**What is expected**
Write out the records again, exactly, leaving none out.

--- Material for this task ---

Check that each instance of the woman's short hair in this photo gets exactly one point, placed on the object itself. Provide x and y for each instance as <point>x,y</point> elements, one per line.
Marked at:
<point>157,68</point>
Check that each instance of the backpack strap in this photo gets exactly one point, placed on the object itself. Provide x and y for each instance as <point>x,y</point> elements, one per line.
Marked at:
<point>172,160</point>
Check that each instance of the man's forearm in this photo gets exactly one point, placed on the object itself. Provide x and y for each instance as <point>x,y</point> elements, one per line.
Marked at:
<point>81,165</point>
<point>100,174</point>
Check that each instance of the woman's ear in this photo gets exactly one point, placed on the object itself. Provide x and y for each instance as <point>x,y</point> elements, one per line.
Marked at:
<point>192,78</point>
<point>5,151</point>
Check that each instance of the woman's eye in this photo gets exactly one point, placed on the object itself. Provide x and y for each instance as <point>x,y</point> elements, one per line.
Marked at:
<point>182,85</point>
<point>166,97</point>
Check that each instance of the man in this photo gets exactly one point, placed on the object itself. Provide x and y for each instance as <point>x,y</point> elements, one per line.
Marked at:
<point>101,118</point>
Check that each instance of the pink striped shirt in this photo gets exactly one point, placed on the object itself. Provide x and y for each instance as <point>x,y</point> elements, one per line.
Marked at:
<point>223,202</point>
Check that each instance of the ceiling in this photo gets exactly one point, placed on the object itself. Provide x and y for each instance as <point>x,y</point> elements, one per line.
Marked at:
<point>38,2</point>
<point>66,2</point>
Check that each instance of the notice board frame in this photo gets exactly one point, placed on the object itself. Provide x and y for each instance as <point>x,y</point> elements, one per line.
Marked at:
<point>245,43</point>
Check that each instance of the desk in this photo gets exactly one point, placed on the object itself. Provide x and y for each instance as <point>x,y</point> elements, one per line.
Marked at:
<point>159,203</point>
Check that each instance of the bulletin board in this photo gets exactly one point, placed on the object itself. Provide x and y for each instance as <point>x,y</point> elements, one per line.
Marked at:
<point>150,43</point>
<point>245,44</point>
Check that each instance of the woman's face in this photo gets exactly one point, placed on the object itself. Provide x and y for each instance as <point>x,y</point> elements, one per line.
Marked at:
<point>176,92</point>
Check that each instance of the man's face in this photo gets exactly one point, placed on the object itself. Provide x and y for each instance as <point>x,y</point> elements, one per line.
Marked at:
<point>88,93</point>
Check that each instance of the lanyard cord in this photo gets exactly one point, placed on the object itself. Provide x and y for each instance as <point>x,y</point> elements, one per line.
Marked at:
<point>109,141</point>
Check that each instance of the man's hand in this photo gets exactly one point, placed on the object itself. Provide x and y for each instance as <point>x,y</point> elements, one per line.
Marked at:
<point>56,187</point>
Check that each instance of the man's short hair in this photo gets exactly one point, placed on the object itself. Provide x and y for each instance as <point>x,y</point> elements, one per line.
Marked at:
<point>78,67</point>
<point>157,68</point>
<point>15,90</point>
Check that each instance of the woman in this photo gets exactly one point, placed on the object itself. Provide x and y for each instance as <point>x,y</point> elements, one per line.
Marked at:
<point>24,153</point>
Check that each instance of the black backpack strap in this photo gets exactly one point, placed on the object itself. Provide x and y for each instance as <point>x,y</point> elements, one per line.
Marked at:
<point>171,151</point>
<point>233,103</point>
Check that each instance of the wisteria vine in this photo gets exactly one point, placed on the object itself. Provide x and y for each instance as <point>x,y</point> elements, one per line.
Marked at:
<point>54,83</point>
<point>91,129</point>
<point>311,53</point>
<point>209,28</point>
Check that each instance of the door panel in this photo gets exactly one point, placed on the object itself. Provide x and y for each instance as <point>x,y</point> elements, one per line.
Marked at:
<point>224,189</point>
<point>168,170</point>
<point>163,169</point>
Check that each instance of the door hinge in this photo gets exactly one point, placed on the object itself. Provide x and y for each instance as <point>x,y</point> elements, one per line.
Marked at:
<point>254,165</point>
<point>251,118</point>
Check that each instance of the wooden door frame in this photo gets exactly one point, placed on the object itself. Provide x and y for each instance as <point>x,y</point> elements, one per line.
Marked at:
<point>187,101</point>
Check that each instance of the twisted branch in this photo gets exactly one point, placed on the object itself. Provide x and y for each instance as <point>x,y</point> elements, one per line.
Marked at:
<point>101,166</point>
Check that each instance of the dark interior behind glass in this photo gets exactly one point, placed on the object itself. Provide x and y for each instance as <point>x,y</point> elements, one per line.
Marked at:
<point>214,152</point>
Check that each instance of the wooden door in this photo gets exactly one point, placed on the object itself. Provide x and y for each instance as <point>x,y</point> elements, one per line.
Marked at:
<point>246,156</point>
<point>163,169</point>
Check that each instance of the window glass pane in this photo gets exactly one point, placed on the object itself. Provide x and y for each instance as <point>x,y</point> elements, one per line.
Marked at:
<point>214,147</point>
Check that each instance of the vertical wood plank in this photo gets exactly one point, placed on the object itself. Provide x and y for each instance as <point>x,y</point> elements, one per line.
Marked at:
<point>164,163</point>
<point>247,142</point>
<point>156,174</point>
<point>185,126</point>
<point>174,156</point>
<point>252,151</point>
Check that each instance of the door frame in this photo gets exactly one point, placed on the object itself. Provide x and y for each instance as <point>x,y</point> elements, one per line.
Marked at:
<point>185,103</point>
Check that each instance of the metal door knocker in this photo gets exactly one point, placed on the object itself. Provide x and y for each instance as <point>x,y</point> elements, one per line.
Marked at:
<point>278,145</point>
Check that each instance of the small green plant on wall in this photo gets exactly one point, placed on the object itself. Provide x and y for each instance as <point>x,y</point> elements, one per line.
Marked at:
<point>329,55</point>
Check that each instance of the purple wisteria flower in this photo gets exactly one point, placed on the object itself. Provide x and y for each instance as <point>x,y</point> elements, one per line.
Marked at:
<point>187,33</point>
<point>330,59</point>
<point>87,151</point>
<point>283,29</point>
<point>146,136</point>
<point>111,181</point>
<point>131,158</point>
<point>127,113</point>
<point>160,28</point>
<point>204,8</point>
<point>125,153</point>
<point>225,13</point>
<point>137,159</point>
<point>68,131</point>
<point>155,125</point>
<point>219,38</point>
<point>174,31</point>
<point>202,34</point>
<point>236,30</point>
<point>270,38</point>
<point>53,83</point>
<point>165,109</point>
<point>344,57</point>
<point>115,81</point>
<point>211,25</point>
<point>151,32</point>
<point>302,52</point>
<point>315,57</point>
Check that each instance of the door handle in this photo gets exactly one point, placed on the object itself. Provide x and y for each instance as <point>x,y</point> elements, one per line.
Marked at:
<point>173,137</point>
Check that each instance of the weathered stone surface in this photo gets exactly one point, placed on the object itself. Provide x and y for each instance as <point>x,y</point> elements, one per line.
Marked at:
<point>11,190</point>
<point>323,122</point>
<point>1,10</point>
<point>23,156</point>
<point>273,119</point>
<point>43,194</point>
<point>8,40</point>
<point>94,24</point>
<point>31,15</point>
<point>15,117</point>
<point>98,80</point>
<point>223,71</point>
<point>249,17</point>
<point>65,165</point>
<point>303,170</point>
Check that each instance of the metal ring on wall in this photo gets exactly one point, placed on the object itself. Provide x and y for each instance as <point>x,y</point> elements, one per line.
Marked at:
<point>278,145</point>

---

**Answer for the task**
Check that each instance of the woman's short hair in this photo gets exactly one point, placed on the object itself. Provide x and y for each instance as <point>x,y</point> elements, one per line.
Marked at:
<point>157,68</point>
Check that each instance of the backpack strap in this photo gets exactly one point, placed on the object itself. Provide x and y for each instance as <point>x,y</point> elements, one per line.
Marked at:
<point>172,160</point>
Check that each instance of the man's forearm in this photo gets exactly one point, placed on the object itself. Provide x and y for each instance as <point>x,y</point> elements, one per line.
Marked at:
<point>81,165</point>
<point>100,174</point>
Check that each instance of the woman's ear in this photo gets exactly one point, placed on the object itself. Provide x and y for each instance as <point>x,y</point> elements, one per line.
Marked at:
<point>192,78</point>
<point>5,151</point>
Check that each instance of the woman's eye in this photo gets exactly one point, placed on the object itself. Provide x and y for each instance as <point>x,y</point> elements, one per line.
Marked at:
<point>182,85</point>
<point>166,97</point>
Check that each instance of the man in this photo gets exactly one point, placed on the object itself. Provide x and y for each instance as <point>x,y</point> elements, one per line.
Marked at:
<point>101,118</point>
Check that each instance of the pink striped shirt in this photo gets exactly one point, placed on the object itself. Provide x and y for each instance as <point>x,y</point> elements, one per line.
Marked at:
<point>223,202</point>
Check that each instance of the ceiling in this photo gets exactly one point, placed on the object itself. Provide x and y for each instance as <point>x,y</point> elements, one per line.
Marked at:
<point>38,2</point>
<point>66,2</point>
Check that each instance of the notice board frame in this photo gets exactly one point, placed on the object itself. Provide x and y for each instance as <point>x,y</point> elements, one per line.
Marked at:
<point>245,43</point>
Check that each instance of the desk in this photo gets exactly one point, placed on the object itself. Provide x and y for each instance as <point>x,y</point> elements, one per line.
Marked at:
<point>159,203</point>
Check that each instance of the bulletin board in this photo gets exactly one point, placed on the object itself. Provide x and y for each instance as <point>x,y</point> elements, one per line.
Marked at:
<point>150,43</point>
<point>245,44</point>
Check that each instance of the woman's face in this photo gets exactly one point, placed on the object itself. Provide x and y for each instance as <point>x,y</point> elements, one per line.
Marked at:
<point>176,92</point>
Check that each instance of the man's face in this photo gets exactly one point, placed on the object itself. Provide x and y for each instance as <point>x,y</point> elements, one per line.
Marked at:
<point>88,93</point>
Check that each instance of the lanyard cord in this photo gets exactly one point, placed on the object itself. Provide x and y for each instance as <point>x,y</point> elements, one per line.
Marked at:
<point>109,141</point>
Check that each instance of the man's hand in this photo gets exactly one point, placed on the object itself. Provide x and y for each instance as <point>x,y</point> elements, one per line.
Marked at:
<point>56,187</point>
Check that each instance of the man's short hair in this photo gets exactly one point, placed on the object itself. Provide x and y for each instance as <point>x,y</point> elements, one per line.
Marked at:
<point>78,67</point>
<point>157,68</point>
<point>15,90</point>
Check that each instance of the woman in this photo gets exactly one point, placed on the object itself. Provide x and y for each instance as <point>x,y</point> elements, one per line.
Marked at:
<point>24,153</point>
Check that each instance of the black backpack strap in this photo gets exactly one point, placed on the object itself. Provide x and y for each instance as <point>x,y</point> elements, one per line.
Marked at:
<point>171,151</point>
<point>233,103</point>
Check that each instance of the wisteria vine in this photo gets exactly one point, placed on the object itself. Provide x and y for each instance as <point>x,y</point> elements, one per line.
Marked at:
<point>54,83</point>
<point>91,129</point>
<point>311,53</point>
<point>209,28</point>
Check that each instance of the door panel in this photo gets exactly one point, placed on the object itself. Provide x and y for each instance as <point>x,y</point> elements, one per line.
Marked at:
<point>224,189</point>
<point>168,170</point>
<point>163,169</point>
Check that each instance of the door hinge in this photo gets exactly one point, placed on the object itself. Provide x and y for each instance as <point>x,y</point> elements, one per line.
Marked at:
<point>254,165</point>
<point>251,118</point>
Check that each instance of the wooden door frame in this photo gets exactly one point, placed on the object itself. Provide x and y for each instance as <point>x,y</point> elements, one per line.
Marked at:
<point>187,101</point>
Check that each instance of the twisted branch in this photo gets exactly one point, placed on the object itself. Provide x and y for each instance as <point>x,y</point> elements, one per line.
Marked at:
<point>101,166</point>
Check that each instance of the dark interior behind glass in this photo gets exactly one point, placed on the object itself. Provide x and y for each instance as <point>x,y</point> elements, one per line.
Marked at:
<point>214,152</point>
Check that each instance of the wooden door in this photo gets exactly one point, placed on the object itself. Provide x and y for each instance as <point>x,y</point> elements, one per line.
Marked at:
<point>246,156</point>
<point>163,169</point>
Check that each instance of the window glass pane in this photo gets exactly one point, placed on the object itself. Provide x and y for each instance as <point>x,y</point> elements, one per line.
Marked at:
<point>214,147</point>
Check that each instance of the vertical wood plank in this photo gets exactly one point, placed on the object itself. Provide x and y for each instance as <point>x,y</point> elements, one per line.
Marked at:
<point>164,163</point>
<point>247,142</point>
<point>156,174</point>
<point>185,126</point>
<point>174,156</point>
<point>252,151</point>
Check that each instance of the door frame in this photo gets exactly one point, placed on the object itself. Provide x and y for each instance as <point>x,y</point> elements, one per line.
Marked at:
<point>185,103</point>
Check that each instance of the metal door knocker in this photo gets exactly one point, placed on the object itself. Provide x and y for each instance as <point>x,y</point> elements, one per line.
Marked at:
<point>278,145</point>
Check that each instance of the small green plant on wall in this photo gets exactly one point, placed on the object itself. Provide x and y for each instance as <point>x,y</point> elements, one per line.
Marked at:
<point>329,55</point>
Check that each instance of the purple wisteria flower in this photo gets exactly one point, placed on the object itself. Provide x and y for each instance as <point>x,y</point> elements, one per line.
Marked at:
<point>187,33</point>
<point>330,59</point>
<point>87,151</point>
<point>283,29</point>
<point>146,136</point>
<point>111,181</point>
<point>131,158</point>
<point>127,113</point>
<point>160,28</point>
<point>204,8</point>
<point>125,153</point>
<point>225,13</point>
<point>137,159</point>
<point>68,131</point>
<point>155,125</point>
<point>219,38</point>
<point>174,31</point>
<point>202,34</point>
<point>236,30</point>
<point>270,38</point>
<point>53,83</point>
<point>165,109</point>
<point>344,57</point>
<point>115,81</point>
<point>211,25</point>
<point>151,32</point>
<point>302,52</point>
<point>315,57</point>
Check that each instance of the door handle in this photo gets exactly one point, placed on the object itself. Provide x and y for each instance as <point>x,y</point> elements, one per line.
Marked at:
<point>173,137</point>
Check that each instance of the weathered stone surface in this photo gets exactly one point, placed on the object itself. Provide x and y for each instance as <point>x,y</point> elements, one per line.
Marked at:
<point>11,190</point>
<point>323,122</point>
<point>1,10</point>
<point>23,156</point>
<point>273,119</point>
<point>43,194</point>
<point>8,40</point>
<point>94,24</point>
<point>31,15</point>
<point>15,117</point>
<point>98,80</point>
<point>223,71</point>
<point>249,17</point>
<point>65,165</point>
<point>303,170</point>
Check that each instance of the metal ring on wall in this photo gets exactly one point, placed on the object itself. Provide x and y for each instance as <point>x,y</point> elements, one per line.
Marked at:
<point>278,145</point>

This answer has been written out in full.